▶ [Instructions to follow]: At the line containing "Exercise. Locate the dark", begin retyping, and stop after the last line of the data; add nothing.

▶ [Input material]:

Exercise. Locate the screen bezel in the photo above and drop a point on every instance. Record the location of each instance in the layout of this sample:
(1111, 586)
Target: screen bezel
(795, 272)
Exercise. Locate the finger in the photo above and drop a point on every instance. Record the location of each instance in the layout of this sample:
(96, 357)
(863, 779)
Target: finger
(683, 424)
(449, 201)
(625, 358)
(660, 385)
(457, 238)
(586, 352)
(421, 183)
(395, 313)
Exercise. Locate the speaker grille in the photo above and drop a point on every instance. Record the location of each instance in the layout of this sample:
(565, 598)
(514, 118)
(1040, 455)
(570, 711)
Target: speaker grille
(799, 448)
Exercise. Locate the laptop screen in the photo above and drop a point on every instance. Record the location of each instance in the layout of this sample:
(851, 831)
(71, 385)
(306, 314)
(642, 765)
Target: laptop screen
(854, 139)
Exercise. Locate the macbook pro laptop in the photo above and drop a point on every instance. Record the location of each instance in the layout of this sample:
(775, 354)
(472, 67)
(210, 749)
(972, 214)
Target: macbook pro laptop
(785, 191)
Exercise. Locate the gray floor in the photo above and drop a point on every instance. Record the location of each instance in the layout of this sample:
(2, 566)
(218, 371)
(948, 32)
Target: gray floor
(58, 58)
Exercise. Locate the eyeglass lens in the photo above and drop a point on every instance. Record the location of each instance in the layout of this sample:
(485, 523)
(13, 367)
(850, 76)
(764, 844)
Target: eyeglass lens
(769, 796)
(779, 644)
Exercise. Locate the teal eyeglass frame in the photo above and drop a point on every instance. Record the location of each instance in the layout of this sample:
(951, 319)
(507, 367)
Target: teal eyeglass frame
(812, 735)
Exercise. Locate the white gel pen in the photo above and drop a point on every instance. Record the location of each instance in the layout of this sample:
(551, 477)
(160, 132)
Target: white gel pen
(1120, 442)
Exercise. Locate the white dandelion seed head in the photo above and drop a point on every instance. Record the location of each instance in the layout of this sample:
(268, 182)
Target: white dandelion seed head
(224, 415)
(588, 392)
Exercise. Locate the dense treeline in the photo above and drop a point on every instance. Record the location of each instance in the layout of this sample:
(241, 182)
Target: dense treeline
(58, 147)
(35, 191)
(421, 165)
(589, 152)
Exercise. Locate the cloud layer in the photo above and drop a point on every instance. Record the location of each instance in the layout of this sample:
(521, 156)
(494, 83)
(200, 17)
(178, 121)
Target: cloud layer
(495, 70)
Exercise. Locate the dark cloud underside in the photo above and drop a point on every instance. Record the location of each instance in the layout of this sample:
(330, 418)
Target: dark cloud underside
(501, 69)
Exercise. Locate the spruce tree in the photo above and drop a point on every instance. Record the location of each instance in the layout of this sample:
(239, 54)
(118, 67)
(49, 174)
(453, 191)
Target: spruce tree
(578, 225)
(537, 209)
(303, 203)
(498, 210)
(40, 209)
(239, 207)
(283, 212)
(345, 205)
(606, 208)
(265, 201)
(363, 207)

▶ [Your response]:
Exercise. Locate the dark cloud underside in the photo above and drop a point on every instance. Record the location of each instance in the layout of this sample:
(330, 418)
Target: dark cloud underside
(501, 69)
Exercise. Locate the spruce tree in the photo above and drop a point on every instance. Record the location of each instance in the layout of this sample:
(239, 54)
(118, 67)
(49, 174)
(453, 191)
Target: spruce tree
(578, 225)
(537, 209)
(303, 203)
(498, 210)
(40, 209)
(239, 207)
(283, 212)
(345, 205)
(606, 208)
(265, 201)
(363, 207)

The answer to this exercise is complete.